=== What this task involves ===
An exact copy is needed of the lines from the line holding "Query: blurred building" through the final line of the listing below, both included.

=== Task inputs ===
--- --- ---

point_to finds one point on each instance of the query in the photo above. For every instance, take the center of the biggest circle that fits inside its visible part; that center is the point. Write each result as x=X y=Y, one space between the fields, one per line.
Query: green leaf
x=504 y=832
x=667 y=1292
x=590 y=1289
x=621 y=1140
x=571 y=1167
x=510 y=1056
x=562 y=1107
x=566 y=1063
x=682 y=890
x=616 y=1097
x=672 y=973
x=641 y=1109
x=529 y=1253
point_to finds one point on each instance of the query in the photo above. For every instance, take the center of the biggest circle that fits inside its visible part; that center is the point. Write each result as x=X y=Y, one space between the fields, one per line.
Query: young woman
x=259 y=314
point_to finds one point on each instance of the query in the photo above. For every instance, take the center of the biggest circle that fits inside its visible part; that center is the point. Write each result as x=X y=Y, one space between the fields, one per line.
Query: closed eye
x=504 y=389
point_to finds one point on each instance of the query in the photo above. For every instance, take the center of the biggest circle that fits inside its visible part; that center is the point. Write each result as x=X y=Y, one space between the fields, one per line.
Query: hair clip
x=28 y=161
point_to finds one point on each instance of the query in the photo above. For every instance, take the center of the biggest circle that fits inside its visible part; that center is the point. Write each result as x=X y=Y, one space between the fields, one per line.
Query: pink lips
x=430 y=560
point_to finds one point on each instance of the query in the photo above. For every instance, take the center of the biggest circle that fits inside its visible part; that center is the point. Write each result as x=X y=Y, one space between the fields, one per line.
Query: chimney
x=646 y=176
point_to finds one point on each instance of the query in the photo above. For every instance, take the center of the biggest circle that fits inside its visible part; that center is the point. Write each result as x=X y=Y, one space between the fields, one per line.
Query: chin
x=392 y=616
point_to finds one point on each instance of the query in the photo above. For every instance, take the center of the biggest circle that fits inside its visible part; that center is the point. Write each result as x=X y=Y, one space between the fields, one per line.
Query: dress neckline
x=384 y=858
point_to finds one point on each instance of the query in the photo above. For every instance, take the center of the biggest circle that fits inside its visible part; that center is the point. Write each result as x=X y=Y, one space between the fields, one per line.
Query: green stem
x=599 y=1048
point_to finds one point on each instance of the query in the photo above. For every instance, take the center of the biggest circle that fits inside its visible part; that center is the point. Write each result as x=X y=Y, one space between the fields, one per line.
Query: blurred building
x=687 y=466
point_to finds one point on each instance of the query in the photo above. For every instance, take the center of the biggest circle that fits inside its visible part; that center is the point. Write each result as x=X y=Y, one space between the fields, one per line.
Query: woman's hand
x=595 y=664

--- --- ---

=== Your response ===
Query: blurred building
x=687 y=466
point_to finds one point on each instance of the query in the photo above. For every instance, take the center of the biggest circle that fits inside its visible part; that center is the point. Write each result as x=X y=Y, one space between the fields, one per line.
Query: woman's hand
x=595 y=664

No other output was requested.